◆ Your goal
When you copy the data that follows, reproduce every word exactly and leave out the images.

========================

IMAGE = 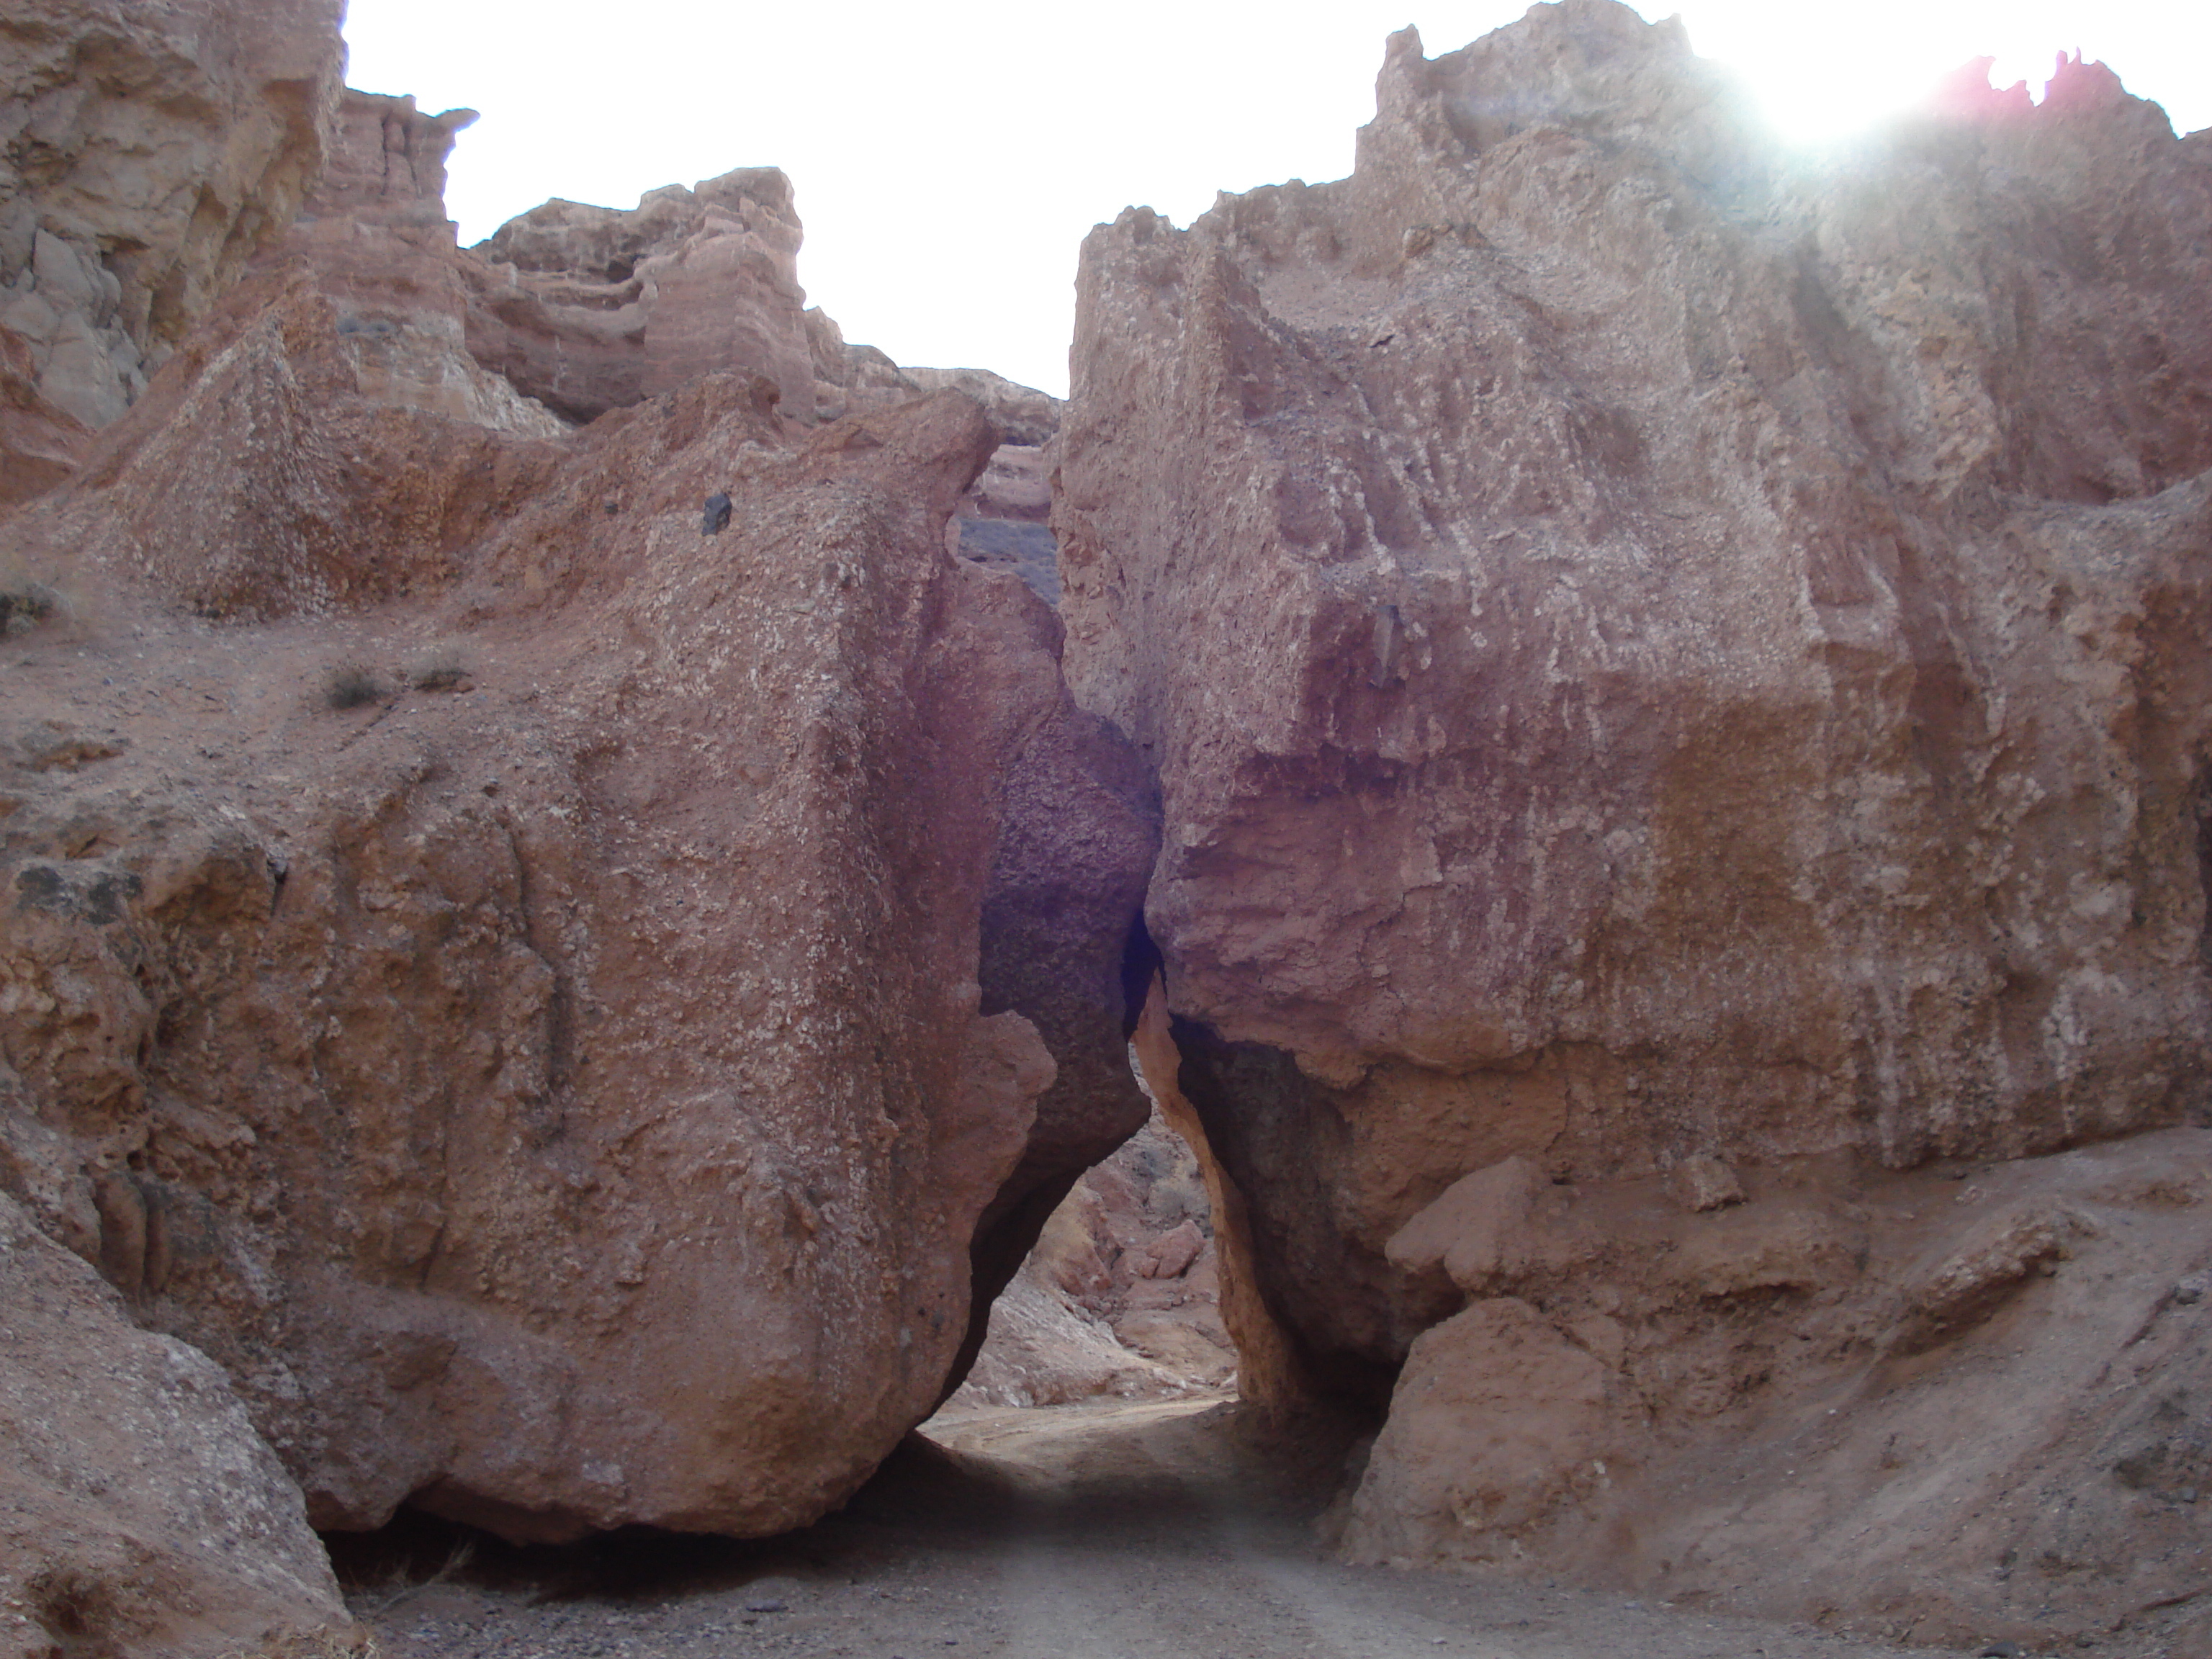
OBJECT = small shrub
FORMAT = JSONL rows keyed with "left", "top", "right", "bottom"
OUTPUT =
{"left": 0, "top": 570, "right": 58, "bottom": 635}
{"left": 325, "top": 664, "right": 387, "bottom": 710}
{"left": 405, "top": 648, "right": 467, "bottom": 692}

========================

◆ Response area
IMAGE = 
OBJECT = small shrub
FORMAT = JSONL rows keyed with "left", "top", "right", "bottom"
OUTPUT =
{"left": 0, "top": 570, "right": 58, "bottom": 635}
{"left": 325, "top": 664, "right": 387, "bottom": 710}
{"left": 405, "top": 648, "right": 467, "bottom": 692}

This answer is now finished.